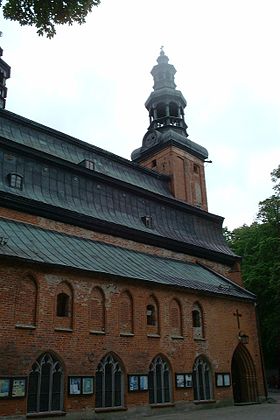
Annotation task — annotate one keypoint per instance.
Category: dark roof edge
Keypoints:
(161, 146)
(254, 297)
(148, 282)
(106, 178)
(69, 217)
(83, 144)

········

TASK ▸
The records above are to be quoted exactly, with all pictures left out.

SOLVED EXERCISE ▸
Annotation task — annotate one keypoint per instance.
Category: dark roof edge
Keypoints:
(161, 146)
(254, 297)
(148, 282)
(106, 178)
(69, 217)
(83, 144)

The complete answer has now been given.